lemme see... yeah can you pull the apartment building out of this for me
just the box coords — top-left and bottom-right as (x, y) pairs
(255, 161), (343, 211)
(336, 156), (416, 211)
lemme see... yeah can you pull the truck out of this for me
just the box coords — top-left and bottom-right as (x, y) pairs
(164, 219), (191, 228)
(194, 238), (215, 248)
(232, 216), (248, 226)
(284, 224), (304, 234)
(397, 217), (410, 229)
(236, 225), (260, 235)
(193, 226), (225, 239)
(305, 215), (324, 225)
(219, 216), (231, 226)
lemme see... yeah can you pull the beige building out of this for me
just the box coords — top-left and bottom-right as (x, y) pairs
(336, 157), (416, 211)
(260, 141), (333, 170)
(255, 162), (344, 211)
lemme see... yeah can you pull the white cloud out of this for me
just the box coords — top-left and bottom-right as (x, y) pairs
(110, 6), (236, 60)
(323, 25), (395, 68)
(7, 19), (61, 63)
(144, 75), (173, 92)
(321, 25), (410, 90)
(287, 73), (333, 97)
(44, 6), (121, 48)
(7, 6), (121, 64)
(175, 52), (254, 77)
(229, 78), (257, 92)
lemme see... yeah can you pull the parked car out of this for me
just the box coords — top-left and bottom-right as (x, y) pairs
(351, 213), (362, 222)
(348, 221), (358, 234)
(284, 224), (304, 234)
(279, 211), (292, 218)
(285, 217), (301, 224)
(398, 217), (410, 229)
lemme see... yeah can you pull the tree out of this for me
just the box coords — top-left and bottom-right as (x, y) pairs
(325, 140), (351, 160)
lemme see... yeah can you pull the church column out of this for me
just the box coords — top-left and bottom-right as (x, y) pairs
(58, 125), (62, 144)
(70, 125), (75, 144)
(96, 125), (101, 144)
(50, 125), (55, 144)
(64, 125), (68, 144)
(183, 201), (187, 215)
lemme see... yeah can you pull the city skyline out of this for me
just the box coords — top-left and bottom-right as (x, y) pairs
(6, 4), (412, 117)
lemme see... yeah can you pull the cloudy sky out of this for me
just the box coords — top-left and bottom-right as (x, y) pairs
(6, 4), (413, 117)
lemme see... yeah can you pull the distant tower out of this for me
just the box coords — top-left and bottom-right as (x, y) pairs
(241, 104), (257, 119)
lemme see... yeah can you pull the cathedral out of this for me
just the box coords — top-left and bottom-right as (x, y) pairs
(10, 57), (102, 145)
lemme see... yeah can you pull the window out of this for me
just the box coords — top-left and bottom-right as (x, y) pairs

--

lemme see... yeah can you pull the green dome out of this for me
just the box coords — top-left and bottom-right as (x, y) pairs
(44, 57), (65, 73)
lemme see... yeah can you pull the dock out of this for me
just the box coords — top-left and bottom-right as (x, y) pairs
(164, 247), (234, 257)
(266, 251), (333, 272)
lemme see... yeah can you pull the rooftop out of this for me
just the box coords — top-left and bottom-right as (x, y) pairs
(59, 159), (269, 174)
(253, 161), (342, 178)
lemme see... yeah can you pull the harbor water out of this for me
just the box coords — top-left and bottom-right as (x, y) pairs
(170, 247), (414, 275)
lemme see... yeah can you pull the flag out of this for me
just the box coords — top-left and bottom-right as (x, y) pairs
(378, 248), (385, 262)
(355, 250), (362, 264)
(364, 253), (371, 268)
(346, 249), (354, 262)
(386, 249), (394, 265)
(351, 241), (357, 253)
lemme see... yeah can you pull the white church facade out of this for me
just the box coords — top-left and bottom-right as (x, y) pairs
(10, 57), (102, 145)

--- Brief ---
Note every line above where the string "church" shows up, and copy those lines.

--- Exercise answer ---
lemme see... yeah can you pull the church column out of this for me
lemme see... yeah can you pull the white church facade out of this for me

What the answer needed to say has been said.